• [Exercise] Reproduce every line of the following items verbatim, leaving out the pictures.

———

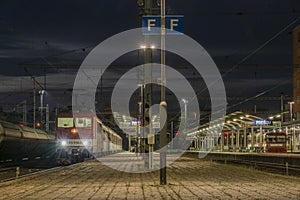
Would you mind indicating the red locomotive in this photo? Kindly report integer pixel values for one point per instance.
(82, 136)
(275, 142)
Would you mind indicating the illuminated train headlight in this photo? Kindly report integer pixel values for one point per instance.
(63, 143)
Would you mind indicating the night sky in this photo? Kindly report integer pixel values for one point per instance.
(55, 37)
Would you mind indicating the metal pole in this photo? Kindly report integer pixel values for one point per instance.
(47, 119)
(281, 107)
(34, 103)
(172, 134)
(163, 104)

———

• [Full response]
Would you mind indicating the red locomotive in this photo? Kindly report integer pixel values for one point per instance.
(82, 136)
(275, 142)
Would you mind indicating the illuminated train headlight in this photo? Kindly report integer pixel values for one point per instance.
(63, 143)
Would you mind indicating the night sky in this photo? Kindly report integer pixel values for one point per instance.
(55, 37)
Would you mind indicating the metal pole in this photo? Kindly report integer pixel values for one point per instance.
(47, 119)
(281, 107)
(34, 103)
(172, 134)
(163, 104)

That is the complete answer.